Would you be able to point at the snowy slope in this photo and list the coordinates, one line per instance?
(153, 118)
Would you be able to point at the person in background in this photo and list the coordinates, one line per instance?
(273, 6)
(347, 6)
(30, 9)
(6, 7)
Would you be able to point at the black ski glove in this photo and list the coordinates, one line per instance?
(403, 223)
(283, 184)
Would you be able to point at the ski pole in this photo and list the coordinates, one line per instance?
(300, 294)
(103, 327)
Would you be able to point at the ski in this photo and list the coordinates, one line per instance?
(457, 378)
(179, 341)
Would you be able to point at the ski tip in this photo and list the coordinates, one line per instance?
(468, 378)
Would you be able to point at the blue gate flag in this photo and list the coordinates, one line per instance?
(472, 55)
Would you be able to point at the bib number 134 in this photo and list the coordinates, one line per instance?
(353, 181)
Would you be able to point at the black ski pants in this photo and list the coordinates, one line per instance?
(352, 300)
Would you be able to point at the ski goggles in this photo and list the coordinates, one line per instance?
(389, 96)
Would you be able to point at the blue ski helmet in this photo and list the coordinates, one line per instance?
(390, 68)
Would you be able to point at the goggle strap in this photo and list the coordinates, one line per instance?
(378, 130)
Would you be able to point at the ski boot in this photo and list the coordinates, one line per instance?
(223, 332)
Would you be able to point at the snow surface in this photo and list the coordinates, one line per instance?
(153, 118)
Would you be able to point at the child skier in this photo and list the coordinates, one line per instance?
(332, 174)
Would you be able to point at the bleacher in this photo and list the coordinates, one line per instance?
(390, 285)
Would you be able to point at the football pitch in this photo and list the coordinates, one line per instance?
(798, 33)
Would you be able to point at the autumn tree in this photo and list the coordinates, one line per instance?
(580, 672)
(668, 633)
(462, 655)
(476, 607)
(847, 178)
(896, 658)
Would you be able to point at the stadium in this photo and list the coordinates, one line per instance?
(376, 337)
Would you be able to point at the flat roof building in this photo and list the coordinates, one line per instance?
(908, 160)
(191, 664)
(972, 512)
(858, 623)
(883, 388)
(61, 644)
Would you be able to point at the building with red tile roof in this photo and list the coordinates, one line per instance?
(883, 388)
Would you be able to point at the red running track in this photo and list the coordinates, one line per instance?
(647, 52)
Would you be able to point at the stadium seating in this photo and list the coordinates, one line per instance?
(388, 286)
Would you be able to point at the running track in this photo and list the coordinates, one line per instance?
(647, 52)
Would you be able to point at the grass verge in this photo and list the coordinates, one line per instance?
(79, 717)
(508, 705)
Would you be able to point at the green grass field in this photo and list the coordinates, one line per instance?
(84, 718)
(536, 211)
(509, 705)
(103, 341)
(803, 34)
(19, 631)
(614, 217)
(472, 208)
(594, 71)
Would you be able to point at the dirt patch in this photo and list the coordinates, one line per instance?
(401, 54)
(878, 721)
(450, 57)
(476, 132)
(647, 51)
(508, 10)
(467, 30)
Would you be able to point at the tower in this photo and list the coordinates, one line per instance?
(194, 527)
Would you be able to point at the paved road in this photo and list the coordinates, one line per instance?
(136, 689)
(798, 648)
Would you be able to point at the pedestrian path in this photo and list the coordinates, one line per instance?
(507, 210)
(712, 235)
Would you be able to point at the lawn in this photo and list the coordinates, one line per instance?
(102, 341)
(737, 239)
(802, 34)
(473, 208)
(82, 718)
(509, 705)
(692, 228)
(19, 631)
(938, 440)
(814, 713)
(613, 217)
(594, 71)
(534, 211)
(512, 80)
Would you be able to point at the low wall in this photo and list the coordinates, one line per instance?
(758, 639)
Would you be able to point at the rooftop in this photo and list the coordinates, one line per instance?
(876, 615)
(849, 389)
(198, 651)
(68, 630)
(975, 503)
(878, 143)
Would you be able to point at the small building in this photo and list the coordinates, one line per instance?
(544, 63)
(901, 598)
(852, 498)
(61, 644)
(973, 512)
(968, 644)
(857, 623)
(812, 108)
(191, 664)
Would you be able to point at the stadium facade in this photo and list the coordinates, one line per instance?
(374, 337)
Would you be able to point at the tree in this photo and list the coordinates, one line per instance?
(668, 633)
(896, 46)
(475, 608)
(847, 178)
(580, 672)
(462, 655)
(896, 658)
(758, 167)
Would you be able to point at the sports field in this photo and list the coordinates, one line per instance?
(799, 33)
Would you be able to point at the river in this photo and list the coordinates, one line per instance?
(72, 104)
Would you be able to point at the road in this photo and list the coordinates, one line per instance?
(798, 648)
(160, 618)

* [To do] With the line containing "Would you be able to point at the stadium facade" as the first and the last line of the records as the final one, print exactly the lines in that span.

* [Reply to the exercise]
Would you be able to point at the stadium facade in this photo and list the coordinates, one line per instance?
(374, 337)
Would you be able to point at the tree in this photo and list the coordinates, one line per instance?
(668, 633)
(896, 46)
(475, 608)
(847, 178)
(580, 672)
(462, 655)
(896, 658)
(758, 167)
Would you be able to point at the sports field in this photo and list the coordinates, one line per instance?
(799, 33)
Would you be able to point at the river in this photo and list the coordinates, one line per instance?
(72, 104)
Would you be able to point at the road in this photo and list the coordinates, one line per instance?
(798, 648)
(160, 618)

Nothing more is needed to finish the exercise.